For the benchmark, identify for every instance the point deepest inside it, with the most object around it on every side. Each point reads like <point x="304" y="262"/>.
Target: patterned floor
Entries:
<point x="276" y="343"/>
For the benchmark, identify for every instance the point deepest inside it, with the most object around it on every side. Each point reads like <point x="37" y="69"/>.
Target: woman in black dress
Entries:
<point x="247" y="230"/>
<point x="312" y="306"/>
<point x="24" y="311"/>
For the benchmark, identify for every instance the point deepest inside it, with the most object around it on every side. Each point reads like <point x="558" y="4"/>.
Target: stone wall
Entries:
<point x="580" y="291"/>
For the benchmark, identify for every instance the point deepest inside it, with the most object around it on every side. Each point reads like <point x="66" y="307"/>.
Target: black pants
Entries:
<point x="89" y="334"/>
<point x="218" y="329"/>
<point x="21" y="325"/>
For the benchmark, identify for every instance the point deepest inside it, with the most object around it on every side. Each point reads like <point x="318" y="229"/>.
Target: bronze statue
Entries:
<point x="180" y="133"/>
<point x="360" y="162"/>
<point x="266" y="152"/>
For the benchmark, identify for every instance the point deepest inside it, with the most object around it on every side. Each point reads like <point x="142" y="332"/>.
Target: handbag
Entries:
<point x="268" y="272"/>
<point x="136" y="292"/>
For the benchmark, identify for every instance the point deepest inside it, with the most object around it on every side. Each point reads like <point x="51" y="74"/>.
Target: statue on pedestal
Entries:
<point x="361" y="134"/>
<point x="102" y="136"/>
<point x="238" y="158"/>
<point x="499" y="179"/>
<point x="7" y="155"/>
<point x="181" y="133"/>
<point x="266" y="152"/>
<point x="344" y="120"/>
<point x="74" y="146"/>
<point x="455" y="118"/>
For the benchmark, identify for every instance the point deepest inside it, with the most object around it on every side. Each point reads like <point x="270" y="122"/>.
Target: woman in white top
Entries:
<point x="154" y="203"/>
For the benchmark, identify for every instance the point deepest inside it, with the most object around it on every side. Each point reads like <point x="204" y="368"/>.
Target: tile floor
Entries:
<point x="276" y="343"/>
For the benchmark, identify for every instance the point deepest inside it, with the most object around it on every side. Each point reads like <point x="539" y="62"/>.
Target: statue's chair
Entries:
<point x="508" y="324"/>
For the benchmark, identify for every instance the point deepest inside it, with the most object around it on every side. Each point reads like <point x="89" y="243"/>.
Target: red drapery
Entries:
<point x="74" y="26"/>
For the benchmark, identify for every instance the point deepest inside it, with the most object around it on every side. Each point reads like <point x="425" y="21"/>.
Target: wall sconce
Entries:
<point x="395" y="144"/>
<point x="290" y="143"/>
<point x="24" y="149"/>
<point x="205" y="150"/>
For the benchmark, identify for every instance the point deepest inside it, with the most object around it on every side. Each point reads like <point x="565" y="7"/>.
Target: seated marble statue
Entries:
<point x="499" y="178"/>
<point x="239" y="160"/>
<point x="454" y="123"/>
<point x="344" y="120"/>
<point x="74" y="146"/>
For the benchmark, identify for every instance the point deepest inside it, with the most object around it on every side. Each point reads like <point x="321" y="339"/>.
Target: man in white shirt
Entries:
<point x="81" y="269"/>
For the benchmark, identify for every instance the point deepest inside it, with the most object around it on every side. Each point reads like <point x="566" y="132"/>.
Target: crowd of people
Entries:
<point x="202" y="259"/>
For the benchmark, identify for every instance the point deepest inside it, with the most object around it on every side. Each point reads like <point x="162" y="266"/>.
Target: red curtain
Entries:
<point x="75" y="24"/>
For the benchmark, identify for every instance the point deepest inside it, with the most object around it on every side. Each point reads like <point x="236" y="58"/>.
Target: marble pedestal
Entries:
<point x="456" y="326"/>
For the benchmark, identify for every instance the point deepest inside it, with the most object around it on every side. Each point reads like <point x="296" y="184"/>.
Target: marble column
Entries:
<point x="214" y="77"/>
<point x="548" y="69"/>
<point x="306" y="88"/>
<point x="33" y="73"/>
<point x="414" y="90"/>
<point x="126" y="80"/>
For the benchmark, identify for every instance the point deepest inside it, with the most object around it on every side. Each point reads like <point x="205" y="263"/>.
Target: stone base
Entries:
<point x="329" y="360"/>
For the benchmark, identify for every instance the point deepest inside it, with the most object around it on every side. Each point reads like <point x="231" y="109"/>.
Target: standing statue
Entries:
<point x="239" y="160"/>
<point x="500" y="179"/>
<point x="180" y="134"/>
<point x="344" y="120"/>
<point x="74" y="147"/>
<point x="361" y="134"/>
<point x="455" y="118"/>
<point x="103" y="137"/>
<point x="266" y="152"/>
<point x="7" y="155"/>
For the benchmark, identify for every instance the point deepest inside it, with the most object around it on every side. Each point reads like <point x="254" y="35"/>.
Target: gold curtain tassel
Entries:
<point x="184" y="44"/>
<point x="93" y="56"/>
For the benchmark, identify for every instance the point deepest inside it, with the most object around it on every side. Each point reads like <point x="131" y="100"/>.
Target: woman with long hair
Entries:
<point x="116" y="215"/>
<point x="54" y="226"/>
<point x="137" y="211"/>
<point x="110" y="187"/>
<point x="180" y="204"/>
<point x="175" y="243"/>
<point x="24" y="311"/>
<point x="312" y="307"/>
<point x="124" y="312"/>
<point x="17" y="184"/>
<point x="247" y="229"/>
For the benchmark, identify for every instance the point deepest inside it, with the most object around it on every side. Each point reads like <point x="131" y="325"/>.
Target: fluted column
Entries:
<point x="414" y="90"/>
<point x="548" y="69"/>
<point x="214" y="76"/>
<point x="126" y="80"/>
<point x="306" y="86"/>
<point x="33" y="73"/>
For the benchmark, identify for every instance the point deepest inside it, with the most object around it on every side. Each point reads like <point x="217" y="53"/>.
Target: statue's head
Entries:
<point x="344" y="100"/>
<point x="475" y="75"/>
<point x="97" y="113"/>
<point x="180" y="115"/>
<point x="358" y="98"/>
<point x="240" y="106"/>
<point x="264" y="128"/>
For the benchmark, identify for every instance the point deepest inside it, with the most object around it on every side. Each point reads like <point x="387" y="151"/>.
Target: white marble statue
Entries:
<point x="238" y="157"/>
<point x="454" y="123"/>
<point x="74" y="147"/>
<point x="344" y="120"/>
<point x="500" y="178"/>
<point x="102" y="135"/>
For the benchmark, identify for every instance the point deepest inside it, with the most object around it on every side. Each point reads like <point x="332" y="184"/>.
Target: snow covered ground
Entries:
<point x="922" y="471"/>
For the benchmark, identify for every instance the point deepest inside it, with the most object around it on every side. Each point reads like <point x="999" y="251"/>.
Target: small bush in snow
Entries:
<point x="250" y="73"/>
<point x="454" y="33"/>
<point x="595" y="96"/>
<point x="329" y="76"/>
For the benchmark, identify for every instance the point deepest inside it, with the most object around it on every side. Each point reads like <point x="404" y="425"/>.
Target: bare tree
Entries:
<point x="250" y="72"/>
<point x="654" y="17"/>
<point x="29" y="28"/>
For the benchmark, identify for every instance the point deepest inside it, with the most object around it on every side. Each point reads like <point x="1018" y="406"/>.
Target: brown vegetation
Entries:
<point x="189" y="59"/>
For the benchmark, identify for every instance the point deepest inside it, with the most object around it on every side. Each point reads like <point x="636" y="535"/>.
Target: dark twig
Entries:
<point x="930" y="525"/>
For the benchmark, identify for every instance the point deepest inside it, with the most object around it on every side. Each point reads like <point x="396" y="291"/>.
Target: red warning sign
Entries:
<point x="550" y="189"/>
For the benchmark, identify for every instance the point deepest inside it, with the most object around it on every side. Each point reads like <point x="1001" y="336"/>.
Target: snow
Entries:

....

## Given task
Transcribe the records above exactly as they appear.

## Complete output
For the benchmark, identify for every instance the point deepest inside it, with the most object around it on every side. Each point reads like <point x="304" y="262"/>.
Target: patterned floor
Entries:
<point x="276" y="343"/>
For the benchmark, identify for every instance the point deepest inside it, with the most object around it on every side. Each point reads like <point x="37" y="69"/>.
Target: woman in black dress
Entries:
<point x="247" y="230"/>
<point x="312" y="306"/>
<point x="24" y="311"/>
For the benchmark, identify for every instance the point deepest inside it, with the most object around it on every side. Each point reads like <point x="558" y="4"/>.
Target: stone wall
Entries:
<point x="580" y="291"/>
For the benchmark, identify for every instance the point deepest inside it, with the most object around it on every side. Each point reads like <point x="66" y="307"/>.
Target: black pants
Entries:
<point x="89" y="334"/>
<point x="218" y="329"/>
<point x="21" y="325"/>
For the benchmark, identify for every instance the point deepest inside it, with the most object around it on every side. Each point reads like <point x="318" y="229"/>.
Target: bronze statue
Entries:
<point x="180" y="133"/>
<point x="360" y="162"/>
<point x="266" y="152"/>
For the benchmark, identify for every instance the point deepest inside it, with the most object around it on every side. Each point reads like <point x="142" y="332"/>.
Target: handbag
Entries:
<point x="268" y="272"/>
<point x="136" y="292"/>
For the benchmark, identify for every instance the point deepest inside it, with the most object around it on every side. Each point reads like <point x="51" y="74"/>.
Target: statue on pedestal
Entries:
<point x="361" y="134"/>
<point x="102" y="136"/>
<point x="238" y="158"/>
<point x="499" y="179"/>
<point x="7" y="155"/>
<point x="181" y="133"/>
<point x="266" y="152"/>
<point x="344" y="120"/>
<point x="74" y="146"/>
<point x="455" y="118"/>
For the benchmark, identify for every instance the point deepest inside it, with the most object around it on every side. Each point reads like <point x="270" y="122"/>.
Target: woman in white top
Entries:
<point x="154" y="203"/>
For the benchmark, identify for every instance the point deepest inside it, with the most object around it on every side. Each point reads like <point x="204" y="368"/>.
Target: tile floor
Entries:
<point x="276" y="343"/>
For the benchmark, identify for every instance the point deepest inside it, with the most object around it on every side. Each point reads like <point x="539" y="62"/>.
Target: statue's chair
Entries:
<point x="508" y="324"/>
For the benchmark, identify for every instance the point deepest inside it, with the most object around it on every side. Each point reads like <point x="89" y="243"/>.
Target: red drapery
Entries:
<point x="74" y="26"/>
For the benchmark, identify for every instance the point deepest inside it, with the most object around it on every side. Each point reads like <point x="425" y="21"/>.
Target: wall sconce
Entries:
<point x="395" y="144"/>
<point x="290" y="143"/>
<point x="24" y="149"/>
<point x="205" y="150"/>
For the benchmark, identify for every instance the point deepest inside it, with the most object around it on every side. Each point reads like <point x="565" y="7"/>.
Target: seated marble statue
Entries:
<point x="499" y="178"/>
<point x="239" y="160"/>
<point x="454" y="123"/>
<point x="344" y="120"/>
<point x="74" y="146"/>
For the benchmark, identify for every instance the point deepest inside it, with the most object around it on every side. Each point reads like <point x="321" y="339"/>.
Target: man in white shirt
Entries:
<point x="81" y="269"/>
For the benchmark, identify for every instance the point deepest inside it, with the most object around it on every side. Each point reads like <point x="566" y="132"/>.
Target: crowd of people
Entries:
<point x="202" y="259"/>
For the benchmark, identify for every instance the point deepest inside it, with the most object around it on every side. Each point reads like <point x="162" y="266"/>.
Target: red curtain
Entries:
<point x="75" y="24"/>
For the benchmark, identify for every instance the point deepest inside it, with the most object around it on every side. Each point reads like <point x="236" y="58"/>.
Target: marble pedestal
Entries:
<point x="456" y="326"/>
For the benchmark, identify for every instance the point deepest inside it, with the most object around it on every side. Each point reads like <point x="296" y="184"/>.
Target: marble column
Entries:
<point x="214" y="77"/>
<point x="548" y="69"/>
<point x="306" y="88"/>
<point x="33" y="73"/>
<point x="414" y="90"/>
<point x="126" y="80"/>
For the benchmark, identify for every instance the point deepest inside it, with the most object around it on every side. Each point reads like <point x="205" y="263"/>.
Target: stone base
Entries:
<point x="329" y="360"/>
For the benchmark, identify for every instance the point deepest inside it, with the most object around it on every side. Each point reads like <point x="231" y="109"/>.
Target: standing statue
Entries:
<point x="239" y="160"/>
<point x="500" y="179"/>
<point x="180" y="134"/>
<point x="344" y="120"/>
<point x="74" y="147"/>
<point x="361" y="134"/>
<point x="455" y="118"/>
<point x="103" y="137"/>
<point x="266" y="152"/>
<point x="7" y="155"/>
For the benchmark, identify for every instance the point deepest inside it, with the most object around it on every side. Each point reads like <point x="254" y="35"/>.
Target: gold curtain tassel
Entries:
<point x="184" y="44"/>
<point x="93" y="56"/>
For the benchmark, identify for every instance the point deepest inside it, with the most object around it on every side. Each point reads like <point x="131" y="100"/>.
Target: woman with long hair
Entries:
<point x="116" y="215"/>
<point x="54" y="226"/>
<point x="137" y="211"/>
<point x="110" y="187"/>
<point x="180" y="204"/>
<point x="175" y="243"/>
<point x="24" y="311"/>
<point x="312" y="307"/>
<point x="124" y="312"/>
<point x="17" y="184"/>
<point x="247" y="229"/>
For the benchmark, identify for every instance the point deepest inside it, with the most object around it on every side. Each point reads like <point x="131" y="325"/>.
Target: fluted column
Entries:
<point x="414" y="90"/>
<point x="548" y="69"/>
<point x="214" y="76"/>
<point x="126" y="80"/>
<point x="306" y="86"/>
<point x="33" y="73"/>
For the benchmark, identify for every instance the point deepest inside it, with the most object around it on every side. Each point reads like <point x="217" y="53"/>.
Target: statue's head
Entries:
<point x="344" y="100"/>
<point x="475" y="75"/>
<point x="97" y="113"/>
<point x="180" y="115"/>
<point x="358" y="98"/>
<point x="240" y="106"/>
<point x="264" y="128"/>
For the benchmark, identify for every instance the point deepest inside it, with the most object around it on every side. Each point reads like <point x="387" y="151"/>.
Target: white marble statue
Entries:
<point x="238" y="157"/>
<point x="454" y="123"/>
<point x="74" y="147"/>
<point x="344" y="120"/>
<point x="500" y="178"/>
<point x="102" y="135"/>
For the benchmark, identify for every instance the point deepest inside it, with the most object around it on every side. Each point reads like <point x="332" y="184"/>.
Target: snow covered ground
Entries:
<point x="922" y="471"/>
For the benchmark, identify for every instance the point deepest inside it, with the most object around it on every side. Each point reads like <point x="999" y="251"/>.
Target: small bush in snow
Entries:
<point x="250" y="73"/>
<point x="454" y="33"/>
<point x="595" y="96"/>
<point x="329" y="76"/>
For the benchmark, identify for every instance the point deepest inside it, with the most object around it on every side. Each point reads like <point x="404" y="425"/>.
Target: bare tree
Entries:
<point x="250" y="72"/>
<point x="654" y="17"/>
<point x="29" y="28"/>
For the benchmark, identify for every instance the point deepest inside it, with the most object around it on every side. Each point reads like <point x="1018" y="406"/>.
Target: brown vegetation
Entries:
<point x="189" y="59"/>
For the benchmark, identify for every instance the point deepest inside it, with the most object around it on every side. Each point reads like <point x="636" y="535"/>.
Target: dark twig
Entries:
<point x="930" y="525"/>
For the benchmark, identify for every instance the point deepest inside it, with the most object around it on every side. Each point reads like <point x="396" y="291"/>.
Target: red warning sign
Entries:
<point x="550" y="189"/>
For the benchmark, identify for every instance the point deepest inside it, with the most object around it on every side. Each point reads like <point x="1001" y="336"/>.
Target: snow
Entries:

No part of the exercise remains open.